__EXERCISE__.
Nothing in the data may be altered; copy it all exactly.

= Beginning of Section =

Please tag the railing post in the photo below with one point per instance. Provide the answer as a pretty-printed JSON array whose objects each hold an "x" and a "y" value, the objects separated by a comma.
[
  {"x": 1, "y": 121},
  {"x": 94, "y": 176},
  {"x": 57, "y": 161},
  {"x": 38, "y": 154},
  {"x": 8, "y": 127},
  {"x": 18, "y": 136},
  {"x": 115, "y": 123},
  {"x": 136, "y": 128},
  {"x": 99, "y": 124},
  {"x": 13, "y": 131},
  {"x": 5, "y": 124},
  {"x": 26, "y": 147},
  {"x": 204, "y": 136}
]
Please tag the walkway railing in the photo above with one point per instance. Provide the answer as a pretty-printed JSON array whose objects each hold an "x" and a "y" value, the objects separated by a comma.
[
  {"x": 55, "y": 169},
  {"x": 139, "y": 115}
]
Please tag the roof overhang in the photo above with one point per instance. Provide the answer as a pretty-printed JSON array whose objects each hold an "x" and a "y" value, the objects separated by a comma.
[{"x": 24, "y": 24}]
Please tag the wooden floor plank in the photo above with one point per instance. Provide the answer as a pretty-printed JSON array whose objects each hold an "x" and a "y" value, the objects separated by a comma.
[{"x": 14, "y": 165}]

= End of Section =

__WRITTEN RESPONSE__.
Please tag the railing post in the photo below with one point per instance. Provide the answer as a pretty-printed JSON array whose objects each hold an "x" and a "y" value, the objects separated by a comma.
[
  {"x": 1, "y": 121},
  {"x": 94, "y": 176},
  {"x": 57, "y": 161},
  {"x": 38, "y": 154},
  {"x": 8, "y": 127},
  {"x": 18, "y": 136},
  {"x": 115, "y": 123},
  {"x": 136, "y": 128},
  {"x": 99, "y": 124},
  {"x": 13, "y": 131},
  {"x": 5, "y": 124},
  {"x": 26, "y": 147},
  {"x": 204, "y": 136}
]
Please tag the walkway railing in the photo above with one point per instance. Provide the answer as a pretty-printed JSON array whose objects each hold an "x" and a "y" value, the objects separated by a comma.
[
  {"x": 55, "y": 169},
  {"x": 139, "y": 115}
]
Please tag the roof overhang in the photo above with one point per instance. Provide the answer as a pretty-printed JSON array whose objects each hold an "x" and a "y" value, the objects separated by a comma.
[{"x": 24, "y": 24}]
Please tag the wooden floor plank in the photo above with one point per instance. Provide the answer as a pretty-printed JSON array whose objects each hold an "x" and a "y" value, the objects separated by a comma.
[{"x": 14, "y": 165}]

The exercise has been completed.